---------- Passage provided ----------
Introduction
An important development of text analytics is the invention of the Latent Dirichlet Allocation (LDA) algorithm (also called topic modeling) in 2003. LDA is non negative matrix factorization algorithm. A matrix factorization consists of decomposing a matrix into a product of two or more matrices. It turned out that these linear algebra techniques have applications for data analysis. These applications are generaly referred as data dimension reductions methods. Examples of matrix factorization methods in statistics include Factor Analysis, Principal Component Analysis, and Latent Dirichlet Allocation. They are all latent variables models, which consist of using observed variables to infer the values for unobserved (or hidden) variables. The basic idea of these methods is to find θD,K and ϕK,V (two sets of hidden variables) from WD,V, the set of observed variables such that: WD,V≃θD,K∗ϕK,V Where D is the number of observations, V is the number of variables; and K is the number of latent variables. We want K<<V, and “hopefully” we can infer a meaning for each of the K columns of θD,K from each of the K rows of ϕK,V. Also, it turned out that most information about the observations (rows of W) contained in WD,V is captured in the reduced matrix θD,K, hence the idea of data dimension reduction. A major challenge in data dimension reduction is deciding on the appropriate value for K.
To help fix ideas, let’s assume we have exams scores of 100 students on the following subjects: Gaelic, English, History, Arithmetic, Algebra, Geometry (this example is not a text data example, but it is a good one to illustrate the idea of latent variable models). The dataset is WD,V=W100,6; that is, 100 observations and 6 variables. Let’s assume we want to collapse the V=6 variables into K=2 variables. Let’s further assume that the first variable may be termed “Humanities”, and the second variable may be termed “Math” (this is a sensible assumption!). Thus, we want to create a θ100,2 matrix that captures most of the informations about the students grades on 6 subjects. With the two variables, humanities and math, we can quickly learn about the students with the help of, for example, a simple scatterplot. The ϕ matrix helps us infer the meanings of the columns of θ as humanities and math because (hopefully) one row has big coefficients for Gaelic, English, History, and small coefficients for Arithmetic, Algebra, Geometry; and the second row has big coefficients for Arithmetic, Algebra, Geometry, and small coefficients for Gaelic, English, History. I hope this example provides an intuition of what matrix factorization wants to achieve when used for data analysis. The goal is to reduce the dimension of the data, i.e. reduce the number of variables. The meaning of each of the new variables is inferred by guessing a name associated with the original variables with highest coefficients for a given new variable. In the future, I will provide a numerical example within the context of Factor Analysis. Factor analysis is a building block for understanding latent variables models.
---------- Data ----------
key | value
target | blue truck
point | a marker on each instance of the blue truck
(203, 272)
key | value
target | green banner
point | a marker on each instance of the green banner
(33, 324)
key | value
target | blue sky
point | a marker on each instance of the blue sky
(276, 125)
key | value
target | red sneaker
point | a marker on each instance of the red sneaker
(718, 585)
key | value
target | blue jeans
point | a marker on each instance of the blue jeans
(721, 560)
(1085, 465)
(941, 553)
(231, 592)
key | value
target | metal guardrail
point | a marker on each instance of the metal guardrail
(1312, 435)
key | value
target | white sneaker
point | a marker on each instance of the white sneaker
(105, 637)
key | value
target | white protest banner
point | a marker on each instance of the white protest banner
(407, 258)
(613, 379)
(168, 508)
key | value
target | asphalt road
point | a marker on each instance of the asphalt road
----------
---------- Data ----------
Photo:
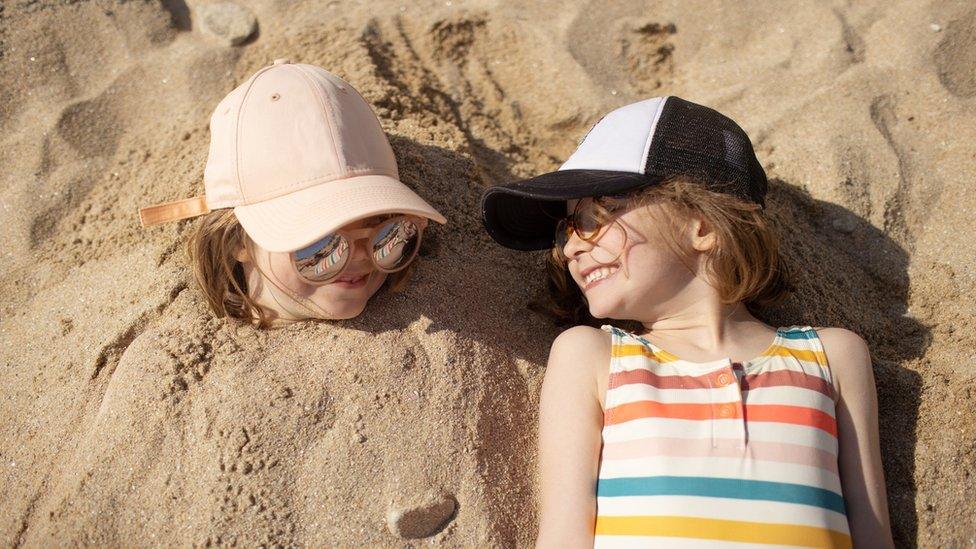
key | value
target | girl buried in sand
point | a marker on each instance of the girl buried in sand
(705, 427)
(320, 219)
----------
• Exercises:
a) Please show every row that contains the string "each", treating uppercase and lowercase as different.
b) Carry the matrix factorization text further, beginning right after its final sentence.

• Written responses:
a)
point | a marker on each instance of the blue truck
point | a marker on each instance of the green banner
point | a marker on each instance of the blue sky
point | a marker on each instance of the red sneaker
point | a marker on each instance of the blue jeans
point | a marker on each instance of the metal guardrail
point | a marker on each instance of the white sneaker
point | a marker on each instance of the white protest banner
point | a marker on each instance of the asphalt road
point | a marker on each instance of the girl buried in sand

b)
In LDA, the W matrix is a matrix of words counts, the θ matrix is a matrix of topic proporions within each document, and the ϕ matrix is a matrix of each word’s relative importance for each topic.
LDA: the model
This section provides a mathematical exposition of topic modeling and presents the data generative process used to estimate the θ and ϕ matrices. LDA is a generative model that represents documents as being generated by a random mixture over latent variables called topics (David M. Blei, Ng, and Jordan 2003). A topic is defined as a distribution over words. For a given corpus (a collection of documents) of D documents each of length Nd , the generative process for LDA is defined as follows:
For each topic k, draw a distribution over words ϕk∼Dirichlet(β) with k={1,2,...K}
For each document d:
Draw a vector of topic proportions θd∼Dirichlet(α)
For each word i
Draw a topic assignment zd,n∼multinomial(θd) with zd,n∈{1,2,...,K}
Draw a word wd,v∼multinomial(ϕk=zd,n) with wd,v∈{1,2,...,V}
Note: Only the words w are observed.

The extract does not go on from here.